+++ Information +++

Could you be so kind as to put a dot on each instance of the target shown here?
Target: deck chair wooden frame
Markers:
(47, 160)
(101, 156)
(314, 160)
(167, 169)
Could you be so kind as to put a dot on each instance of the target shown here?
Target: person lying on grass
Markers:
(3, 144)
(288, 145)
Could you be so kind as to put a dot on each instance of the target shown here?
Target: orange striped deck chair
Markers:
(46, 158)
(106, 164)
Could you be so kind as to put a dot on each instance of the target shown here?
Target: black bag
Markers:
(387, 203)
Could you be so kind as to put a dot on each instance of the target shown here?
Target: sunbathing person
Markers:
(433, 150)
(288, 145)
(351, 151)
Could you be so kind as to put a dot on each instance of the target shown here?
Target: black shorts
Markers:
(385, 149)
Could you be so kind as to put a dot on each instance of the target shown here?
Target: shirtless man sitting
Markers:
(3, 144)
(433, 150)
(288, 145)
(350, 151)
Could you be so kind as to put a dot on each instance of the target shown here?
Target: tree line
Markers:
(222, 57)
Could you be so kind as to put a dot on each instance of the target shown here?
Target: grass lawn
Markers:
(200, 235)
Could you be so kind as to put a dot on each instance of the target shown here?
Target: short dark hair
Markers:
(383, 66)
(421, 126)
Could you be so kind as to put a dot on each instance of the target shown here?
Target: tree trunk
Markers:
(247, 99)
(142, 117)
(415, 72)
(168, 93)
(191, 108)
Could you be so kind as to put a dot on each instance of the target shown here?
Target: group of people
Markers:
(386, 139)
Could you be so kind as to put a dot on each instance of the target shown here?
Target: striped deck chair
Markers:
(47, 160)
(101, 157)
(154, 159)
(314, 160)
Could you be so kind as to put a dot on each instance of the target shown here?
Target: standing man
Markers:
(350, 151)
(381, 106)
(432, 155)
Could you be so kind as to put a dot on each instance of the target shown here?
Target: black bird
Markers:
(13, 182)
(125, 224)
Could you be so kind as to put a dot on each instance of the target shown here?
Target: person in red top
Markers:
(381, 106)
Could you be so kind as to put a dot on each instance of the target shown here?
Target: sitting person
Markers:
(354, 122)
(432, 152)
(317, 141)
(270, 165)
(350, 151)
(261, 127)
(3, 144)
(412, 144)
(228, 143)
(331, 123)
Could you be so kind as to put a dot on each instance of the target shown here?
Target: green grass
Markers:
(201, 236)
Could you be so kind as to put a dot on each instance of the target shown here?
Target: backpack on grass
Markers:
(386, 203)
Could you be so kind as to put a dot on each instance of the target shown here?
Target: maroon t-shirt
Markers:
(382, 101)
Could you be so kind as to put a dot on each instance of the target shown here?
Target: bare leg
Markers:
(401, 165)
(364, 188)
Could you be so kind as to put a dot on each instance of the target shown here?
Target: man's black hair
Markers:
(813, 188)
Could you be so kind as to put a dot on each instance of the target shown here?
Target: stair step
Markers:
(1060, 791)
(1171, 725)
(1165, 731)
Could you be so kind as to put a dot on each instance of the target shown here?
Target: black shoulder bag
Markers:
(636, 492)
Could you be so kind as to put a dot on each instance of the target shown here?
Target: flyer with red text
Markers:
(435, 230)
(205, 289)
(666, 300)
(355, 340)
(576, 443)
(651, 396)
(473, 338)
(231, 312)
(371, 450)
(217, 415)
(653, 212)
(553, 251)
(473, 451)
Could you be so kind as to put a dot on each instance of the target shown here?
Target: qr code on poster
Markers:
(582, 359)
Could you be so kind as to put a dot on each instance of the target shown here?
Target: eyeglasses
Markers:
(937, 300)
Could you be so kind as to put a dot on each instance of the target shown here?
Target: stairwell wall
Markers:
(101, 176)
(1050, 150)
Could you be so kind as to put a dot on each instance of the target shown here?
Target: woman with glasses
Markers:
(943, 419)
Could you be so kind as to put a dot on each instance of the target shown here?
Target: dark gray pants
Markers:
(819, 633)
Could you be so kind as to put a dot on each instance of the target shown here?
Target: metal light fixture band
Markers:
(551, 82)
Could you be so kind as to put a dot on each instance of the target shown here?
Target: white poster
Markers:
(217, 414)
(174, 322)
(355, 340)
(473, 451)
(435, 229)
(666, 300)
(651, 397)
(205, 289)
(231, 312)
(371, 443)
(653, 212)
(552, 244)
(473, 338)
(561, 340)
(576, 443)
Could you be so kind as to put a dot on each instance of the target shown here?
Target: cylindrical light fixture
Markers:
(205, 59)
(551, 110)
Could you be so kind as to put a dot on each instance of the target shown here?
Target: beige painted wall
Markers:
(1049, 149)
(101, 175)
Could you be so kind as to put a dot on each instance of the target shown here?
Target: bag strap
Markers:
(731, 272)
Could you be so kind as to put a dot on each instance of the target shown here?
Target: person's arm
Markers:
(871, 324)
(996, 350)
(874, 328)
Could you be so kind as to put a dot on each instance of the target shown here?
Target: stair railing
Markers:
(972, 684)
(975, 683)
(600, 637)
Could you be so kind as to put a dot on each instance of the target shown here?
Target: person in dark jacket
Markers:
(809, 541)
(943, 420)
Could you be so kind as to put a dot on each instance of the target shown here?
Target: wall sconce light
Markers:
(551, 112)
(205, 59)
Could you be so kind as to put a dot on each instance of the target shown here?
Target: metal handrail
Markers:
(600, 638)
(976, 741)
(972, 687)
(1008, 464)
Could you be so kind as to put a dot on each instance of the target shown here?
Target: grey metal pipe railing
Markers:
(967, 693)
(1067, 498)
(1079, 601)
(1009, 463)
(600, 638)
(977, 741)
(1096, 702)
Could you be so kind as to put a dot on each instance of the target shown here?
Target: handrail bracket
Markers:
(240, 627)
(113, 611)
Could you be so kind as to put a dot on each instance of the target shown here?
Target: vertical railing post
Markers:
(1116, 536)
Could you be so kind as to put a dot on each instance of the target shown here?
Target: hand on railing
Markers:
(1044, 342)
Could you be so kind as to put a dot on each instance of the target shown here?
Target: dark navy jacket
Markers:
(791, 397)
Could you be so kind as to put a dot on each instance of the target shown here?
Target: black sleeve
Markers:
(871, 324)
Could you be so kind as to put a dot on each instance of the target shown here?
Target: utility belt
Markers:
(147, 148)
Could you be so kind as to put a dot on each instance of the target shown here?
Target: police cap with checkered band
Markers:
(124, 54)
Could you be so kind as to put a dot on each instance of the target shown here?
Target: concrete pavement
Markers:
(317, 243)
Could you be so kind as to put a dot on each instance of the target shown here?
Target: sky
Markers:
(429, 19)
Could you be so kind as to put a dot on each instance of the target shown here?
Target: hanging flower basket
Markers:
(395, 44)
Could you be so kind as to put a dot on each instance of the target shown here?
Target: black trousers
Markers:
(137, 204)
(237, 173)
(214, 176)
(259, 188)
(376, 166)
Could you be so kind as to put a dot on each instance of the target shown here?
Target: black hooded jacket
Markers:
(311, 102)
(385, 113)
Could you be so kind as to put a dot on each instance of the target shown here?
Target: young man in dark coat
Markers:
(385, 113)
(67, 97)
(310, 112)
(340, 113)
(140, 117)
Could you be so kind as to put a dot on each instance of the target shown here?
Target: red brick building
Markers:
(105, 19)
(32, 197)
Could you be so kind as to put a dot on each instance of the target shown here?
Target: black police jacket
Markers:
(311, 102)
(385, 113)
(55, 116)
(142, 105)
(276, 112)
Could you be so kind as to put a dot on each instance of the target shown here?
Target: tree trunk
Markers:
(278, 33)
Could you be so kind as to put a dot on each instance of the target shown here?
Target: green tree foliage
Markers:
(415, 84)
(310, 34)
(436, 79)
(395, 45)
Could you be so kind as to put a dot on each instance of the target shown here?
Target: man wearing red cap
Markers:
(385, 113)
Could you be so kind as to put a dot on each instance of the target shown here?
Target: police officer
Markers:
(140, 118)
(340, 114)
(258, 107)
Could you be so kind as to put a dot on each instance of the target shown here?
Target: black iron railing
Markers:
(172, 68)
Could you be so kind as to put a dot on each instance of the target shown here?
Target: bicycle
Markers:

+++

■ **Task to complete**: Take the word "deck" and find each line of the material that contains it. Copy those lines.

■ **Solution below**:
Target: deck chair wooden frame
Target: orange striped deck chair
Target: striped deck chair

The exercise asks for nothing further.